Exercises |
1. Translate this sentence from the CAGE text into Spanish: "CAGE has great advantages compared to classic microarray-based expression detection techniques."
2. Answer these questions from the CAGE text:
(a) What two costs made identifying promoter elements with ESTs very expensive?
(b) What computational procedure is named for aligning the tags to genome sequences?
(c) What are the specific promoter sequences that transcription factors recognize called?

Provided text |
*** Begin section ***

Expressed sequencing tags (ESTs) were used in early stages of technology development to identify promoter elements by aligning them onto the human genome. However, this process is very expensive because of the costs of handling physical cDNAs and Sanger sequencing. One way to overcome these problems is to use tagging technologies1, which have been developed to detect transcripts with a sensitivity that is at least one order of magnitude greater than EST sequencing, then exhaustively identify transcripts2, identify their promoters and correlate them with expression profiles by counting the tags as a digital measure of gene expression3.
These sequences (also called “tags”) are then aligned to genome sequences by simple computational procedures (called BLAST) and counted, which gives a measurement of frequency of RNA expression. As these sequence tags identify the starting sites of the RNA transcription, they also identify the genome sequences close to those starting sites. The neighboring regions are the core promoter regions, which are genomic sequences that cause genes to be transcribed at the many different conditions that are encountered in many complex organisms, from mice to humans.
CAGE has great advantages compared to classic microarray-based expression detection techniques. In fact, by identifying the promoter that cause RNA transcription in each biological phenomena, tissue, cell etc. we can identify the DNA regulatory elements that are specific for each biological phenomenon by looking at the sequences that are in the promoters of the RNA isoforms being expressed in the analyzed samples. Promoters contain specific sequences, or transcription factor binding sites (TFBS), that are recognized by their binding proteins called transcription factors (TF) and promote, or alternatively repress, transcription. Using computational methods, our researchers analyze promoters having similar expression profiles for their TFBS and then identify the TFs responsible for the transcriptional output of the genome. By counting the number of CAGE tags for each promoter within a gene, we can now determine not only the RNA expression level (this is a digital detection of frequency) but, importantly, also from which of the various alternative promoters the RNA is transcribed.

*** End section ***

Records supplied |
*** Begin section ***

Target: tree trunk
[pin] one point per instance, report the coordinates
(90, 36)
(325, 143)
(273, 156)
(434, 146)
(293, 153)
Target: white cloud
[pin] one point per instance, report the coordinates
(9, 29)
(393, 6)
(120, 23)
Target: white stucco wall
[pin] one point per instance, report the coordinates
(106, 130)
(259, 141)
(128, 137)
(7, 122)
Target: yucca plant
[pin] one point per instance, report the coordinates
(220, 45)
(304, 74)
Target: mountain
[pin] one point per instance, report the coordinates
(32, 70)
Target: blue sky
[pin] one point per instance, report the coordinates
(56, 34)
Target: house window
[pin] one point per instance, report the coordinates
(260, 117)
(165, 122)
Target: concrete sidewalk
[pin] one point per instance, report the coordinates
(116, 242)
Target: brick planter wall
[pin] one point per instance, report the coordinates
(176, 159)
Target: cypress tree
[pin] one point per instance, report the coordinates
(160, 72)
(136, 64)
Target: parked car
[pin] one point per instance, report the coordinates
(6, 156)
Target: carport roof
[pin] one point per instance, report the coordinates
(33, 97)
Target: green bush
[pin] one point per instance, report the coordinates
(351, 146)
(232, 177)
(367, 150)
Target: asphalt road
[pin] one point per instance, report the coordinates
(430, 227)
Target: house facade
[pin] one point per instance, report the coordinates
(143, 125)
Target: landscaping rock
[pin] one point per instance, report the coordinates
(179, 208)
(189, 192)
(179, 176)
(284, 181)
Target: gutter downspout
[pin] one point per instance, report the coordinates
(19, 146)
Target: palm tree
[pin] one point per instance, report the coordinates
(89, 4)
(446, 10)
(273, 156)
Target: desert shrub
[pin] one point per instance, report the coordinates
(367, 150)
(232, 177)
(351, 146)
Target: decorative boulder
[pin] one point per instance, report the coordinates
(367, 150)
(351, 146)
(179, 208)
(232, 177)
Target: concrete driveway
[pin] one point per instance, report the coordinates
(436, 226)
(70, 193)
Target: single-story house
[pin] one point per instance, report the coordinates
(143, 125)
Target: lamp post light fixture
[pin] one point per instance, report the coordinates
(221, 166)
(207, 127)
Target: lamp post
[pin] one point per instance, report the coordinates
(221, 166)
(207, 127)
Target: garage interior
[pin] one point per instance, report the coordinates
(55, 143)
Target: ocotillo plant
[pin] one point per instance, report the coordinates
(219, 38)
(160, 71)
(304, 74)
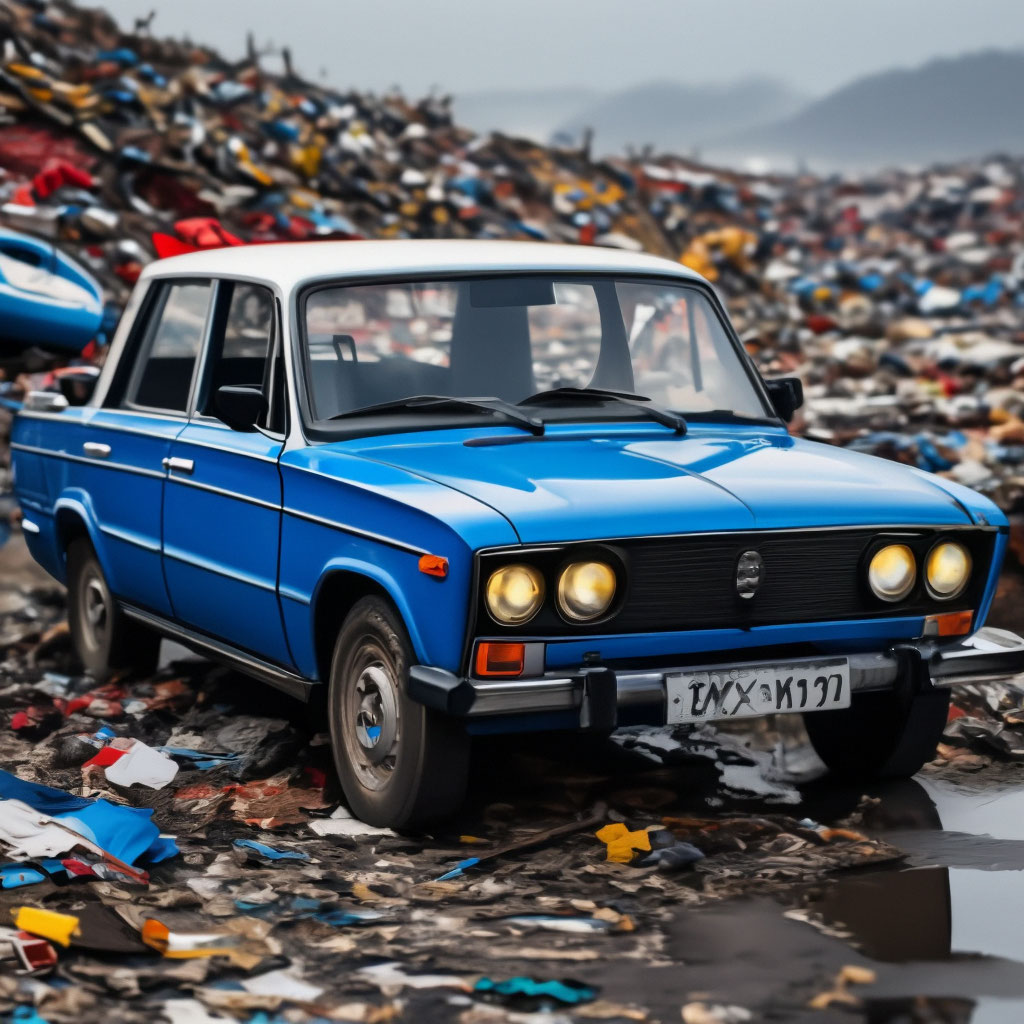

*** End section ***

Answers for the exercise |
1. CAGE tiene grandes ventajas en comparación con las técnicas clásicas de detección de la expresión basadas en micromatrices.

2.
(a) The costs of handling physical cDNAs and of Sanger sequencing.
(b) BLAST.
(c) Transcription factor binding sites (TFBS).